Work instructions
Extend the explanation of DINO self-supervised learning below, picking up right after its final sentence.

Provided passage
━━━━━━

DINO-style learning says:

"make a student network match a teacher network across different views."

DINOv2 is one of the strongest examples of this idea at scale. It trains a powerful visual encoder without manual labels and produces features that transfer well to many tasks:

  • classification,
  • retrieval,
  • segmentation,
  • depth estimation,
  • dense patch matching.

dino

The Teacher-Student Setup

The key actors are:

  • a student network,
  • a teacher network,
  • multiple crops or views of the same image.

Both networks process different augmentations of the same image. The student is trained to match the teacher outputs.

The teacher is not trained by backpropagation in the usual way. Instead, it is updated as an exponential moving average (EMA) of the student:

\[ \theta_{\text{teacher}} \leftarrow \lambda \theta_{\text{teacher}} + (1-\lambda)\theta_{\text{student}} \]

This makes the teacher a slowly moving target, which stabilizes training.

Multi-Crop Intuition

One image can generate:

  • a couple of large global crops,
  • several small local crops.

The model learns that these all describe the same underlying scene or object. This encourages invariance across scale, viewpoint, and partial observation.

DINO Loss

Let:

  • \(p_t(x)\) be the teacher output distribution,
  • \(p_s(x)\) be the student output distribution.

DINO uses a cross-entropy-like loss:

\[ \mathcal{L}_{\text{DINO}} = - \sum_k p_t^{(k)} \log p_s^{(k)} \]

where the teacher target is treated as fixed for that step.

Avoid Collapse

A beginner might worry:

If the student just copies the teacher, couldn’t both output the same boring constant vector forever?

Yes, that is exactly the collapse problem. From the figure below, we can get the higher loss by just simply predicting the singular probability.

dino

DINO-style methods avoid it using a combination of:

  • multi-crop views,
  • teacher EMA updates,
  • centering,
  • sharpening,

These ingredients make the teacher signal informative enough to organize the representation space instead of flattening it.

We have introduced the first two. Let us introduce the later two important stabilizers to avoid collapsing:

1. Teacher Centering

The teacher logits are centered before softmax to avoid collapse:

\[ \tilde{q}_t = q_t - c \]

where \(c\) is a running center.

2. Sharpening

The teacher distribution uses a lower temperature, which makes it sharper:

\[ p_t = \mathrm{softmax}\left(\frac{\tilde{q}_t}{T_t}\right) \]

The student uses its own temperature:

\[ p_s = \mathrm{softmax}\left(\frac{q_s}{T_s}\right) \]

Then the student is trained to match the teacher.

━━━━━━

Data below
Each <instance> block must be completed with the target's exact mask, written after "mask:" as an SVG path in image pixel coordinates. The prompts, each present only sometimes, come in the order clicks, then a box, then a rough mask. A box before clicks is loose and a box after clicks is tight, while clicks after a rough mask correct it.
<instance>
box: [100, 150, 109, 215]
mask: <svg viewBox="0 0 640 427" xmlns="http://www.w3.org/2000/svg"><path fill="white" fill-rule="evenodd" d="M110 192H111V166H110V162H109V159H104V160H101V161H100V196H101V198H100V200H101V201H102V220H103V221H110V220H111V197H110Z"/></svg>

━━━━━━

Task output
DINO Code

Here is a sample code to define DINO loss.

import torch
import torch.nn.functional as F


def dino_loss(student_logits, teacher_logits, center, student_temp=0.1, teacher_temp=0.04):
    student_probs = F.log_softmax(student_logits / student_temp, dim=-1)
    teacher_probs = F.softmax((teacher_logits - center) / teacher_temp, dim=-1)
    loss = -(teacher_probs * student_probs).sum(dim=-1).mean()
    return loss

This is simplified, but it captures the central pattern:

  • teacher produces a probability target,
  • student matches it with cross-entropy,
  • center and temperatures help stabilize learning.

EMA Teacher Update

@torch.no_grad()
def update_teacher(student, teacher, momentum=0.996):
    for p_s, p_t in zip(student.parameters(), teacher.parameters()):
        p_t.data.mul_(momentum).add_(p_s.data, alpha=1 - momentum)

This is one of the most elegant ideas in self-supervised learning: the teacher improves by being a moving average of the student rather than a separately trained network.

Simplified Training Skeleton

for global_views, local_views in train_loader:
    global_views = [v.to(device) for v in global_views]
    local_views = [v.to(device) for v in local_views]

    with torch.no_grad():
        teacher_out_1 = teacher(global_views[0])
        teacher_out_2 = teacher(global_views[1])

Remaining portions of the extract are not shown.